12 Eylül askeri darbesi, dünya tarihine de geçen, öyle başarılı bir darbe ki sadece üç dört yılda yaptığı düzenlemelerden hiçbir iktidar vazgeçemiyor!

Toplantı ve Gösteri Yürüyüşleri Yasası’nın, “tutuklama yasağına” rağmen nasıl işlevsel uygulanabildiğini, yüzlerce öğrencinin tutuklandığı Saraçhane protestoları sırasında gördük.

Vazgeçilemeyen bir diğer alan da 12 Eylül’ün cezaevi politikaları.

***

2010’dan, Ergenekon soruşturmaları döneminden bu yana Silivri Cezaevi bir sembol. Bir makine düzeniyle işleyen, neredeyse bir kent büyüklüğünde bir cezaevinden bahsediyoruz.

F tipi cezaevlerinin açıldığı dönemde bile konuya, “Ne olacak gider kitap yazarız” diye yaklaşan onlarca kişi, bizzat deneyimlediği cezaevinin anlamını kavramak zorunda kaldı.

***

F tipleri sadece fiziki yapısı nedeniyle eleştirilmiyordu. Neredeyse gün boyu siyasi hükümlü ve tutuklulara dinletilen pop müzik, sadece belli kanalların izletilmesi, belli gazetelere izin verilmesi, kitap yasakları, dilekçe hakkı, tamamı bu fiziki yapının yapısal unsurlarıydı.

Bu politikalar sürüyor.

*Veri kümesi kesiti*.

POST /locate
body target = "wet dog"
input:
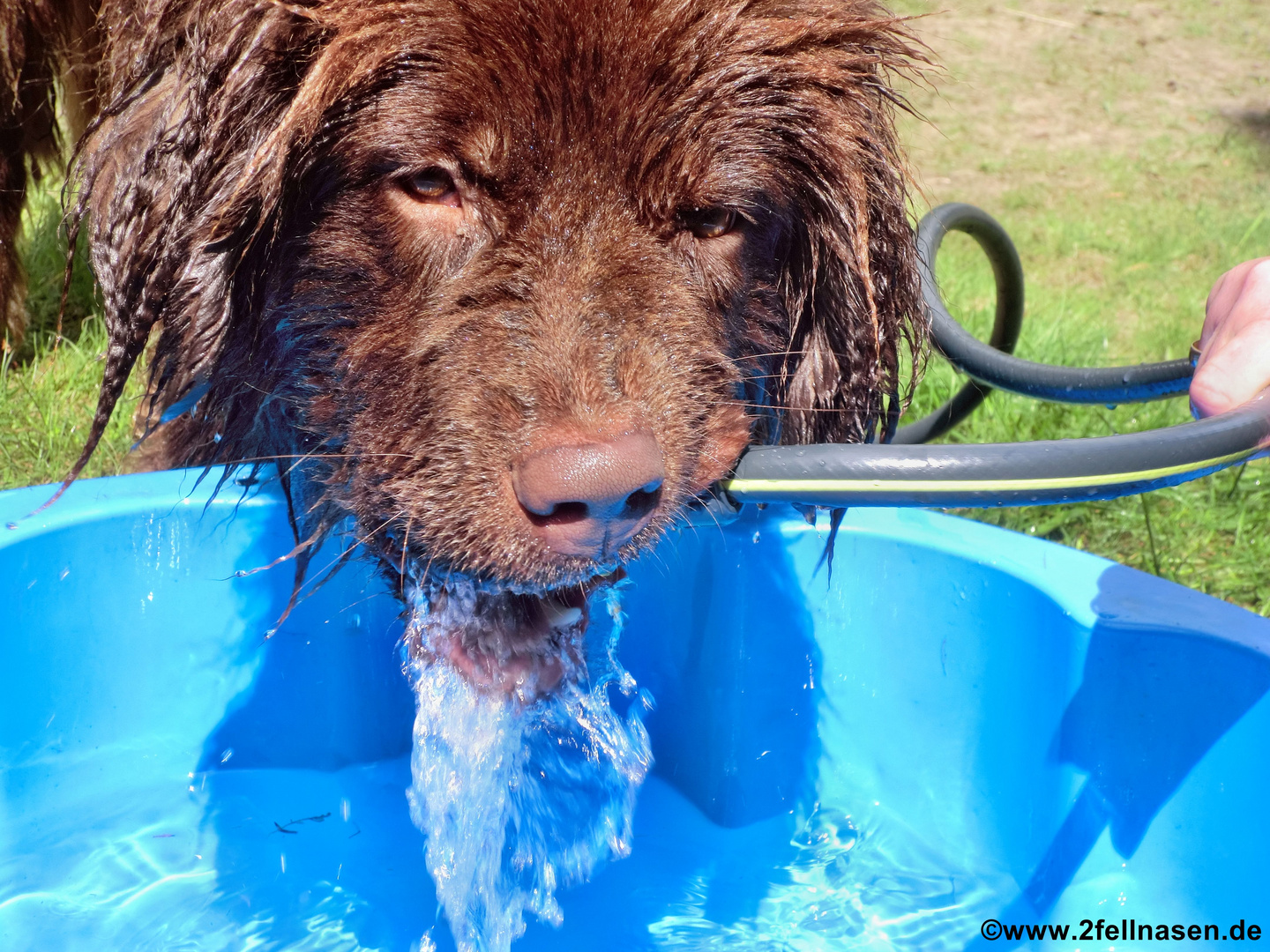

*Alıştırma görevi*. 12 Eylül'ün cezaevi politikalarını ele alan metinde "12 Eylül askeri" ifadesinden "protestoları sırasında gördük." ifadesine kadar uzanan bölümü hiçbir değişiklik yapmadan yeniden yazınız.

*Çıktı aşağıdadır*.
12 Eylül askeri darbesi, dünya tarihine de geçen, öyle başarılı bir darbe ki sadece üç dört yılda yaptığı düzenlemelerden hiçbir iktidar vazgeçemiyor!

Toplantı ve Gösteri Yürüyüşleri Yasası’nın, “tutuklama yasağına” rağmen nasıl işlevsel uygulanabildiğini, yüzlerce öğrencinin tutuklandığı Saraçhane protestoları sırasında gördük.